◆ Document passage:

In 1950 Bharantan Kumarappa, Gandhi’s editor, summarised this broad understanding of nonviolence (satyagraha) as the power animating all aspects of life and its manifestation in specific social systems of ethics, self-government, ecological economics, and nonviolent agonistics:
Satyagraha or nonviolent resistance, as conceived by Gandhiji, has an important lesson for pacifists and war-resisters of the West. Western pacifists have so far proved ineffective because they have thought that war can be resisted by mere propaganda, conscientious objection, and organisation for settling disputes. Gandhiji showed that nonviolent to be effective requires constructive effort in every sphere of life, individual, social, economic, and political. These spheres have to be organised and refashioned in such a way that the people will have learnt to be nonviolent in their daily lives, manage their affairs on a cooperative and nonviolent basis, and thus have acquired sufficient strength and resourcefulness to be able to offer nonviolent resistance against organised violence. The practice of nonviolence in the political sphere is not, therefore, a mere matter of preaching or even of establishing arbitration courts or Leagues of Nations, but involves building up brick by brick, with patience and industry, a new nonviolent social and economic order. It depends ultimately on banishing violence from the heart of the individual, and making of him a transformed disciplined person. Gandhiji’s contribution lay in evolving the necessary technique and showing by example how all this can be done10.
Two modes of power – nonviolence and violence – and their various forms
As I mentioned, at the heart of Gandhi’s analysis is a contrast between two general modes of power that have many specific manifestations in different relationships and circumstances. These are the power of violence, domination and exploitation (power-over), and the power of nonviolence, non-domination and non-exploitation (power-with). Of the two, the power of nonviolence is more basic. It is the power that animates and connects all forms of life in infinitely complex relationships of interdependency, symbiosis, mutual aid and nonviolent dispute resolution without which life would not exist and evolve. In modern industrial societies, we are entangled in both modes of power in their various instantiations. However, relations of violence, domination and exploitation of humans and the living earth tend to be paramount.

◆ Supplied information:
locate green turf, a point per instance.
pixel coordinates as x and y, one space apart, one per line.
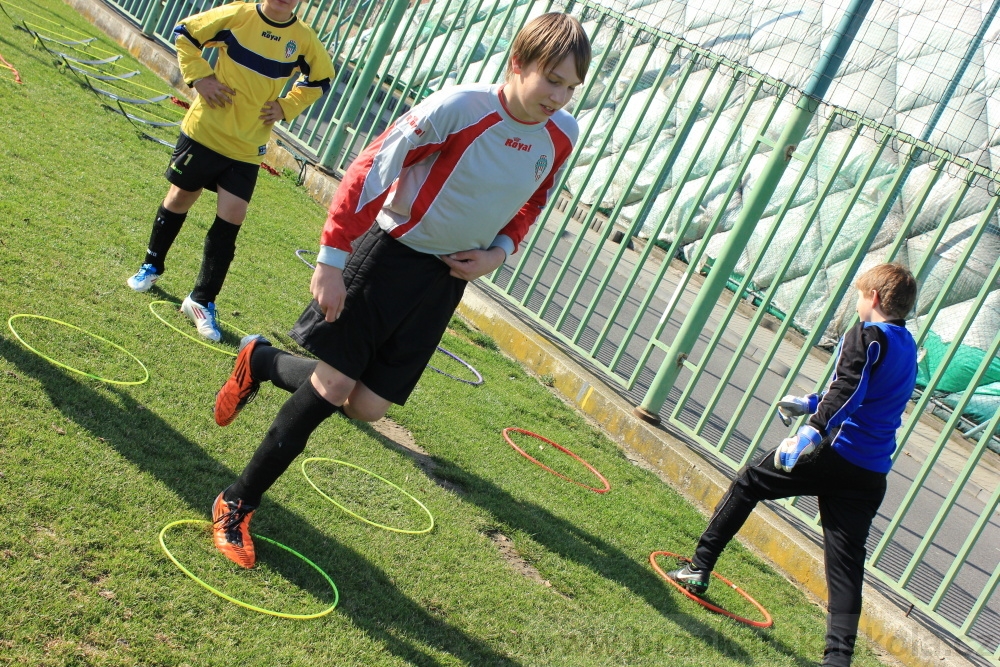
90 473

◆ Your tasks:
a) Decide whether each statement agrees with the passage on nonviolence above, answering yes or no and quoting the deciding words of the passage exactly: (i) Western pacifists have so far proved ineffective; (ii) of the two modes of power, violence is the more basic; (iii) in modern industrial societies, relations of nonviolence tend to be paramount.
b) Repeat word for word the part of the passage on nonviolence above that opens with the words containing "Two modes of" and closes with "to be paramount.".

◆ Solutions to the exercise:
a)
(i) Yes: "Western pacifists have so far proved ineffective"
(ii) No: "Of the two, the power of nonviolence is more basic."
(iii) No: "relations of violence, domination and exploitation of humans and the living earth tend to be paramount."

b)
Two modes of power – nonviolence and violence – and their various forms
As I mentioned, at the heart of Gandhi’s analysis is a contrast between two general modes of power that have many specific manifestations in different relationships and circumstances. These are the power of violence, domination and exploitation (power-over), and the power of nonviolence, non-domination and non-exploitation (power-with). Of the two, the power of nonviolence is more basic. It is the power that animates and connects all forms of life in infinitely complex relationships of interdependency, symbiosis, mutual aid and nonviolent dispute resolution without which life would not exist and evolve. In modern industrial societies, we are entangled in both modes of power in their various instantiations. However, relations of violence, domination and exploitation of humans and the living earth tend to be paramount.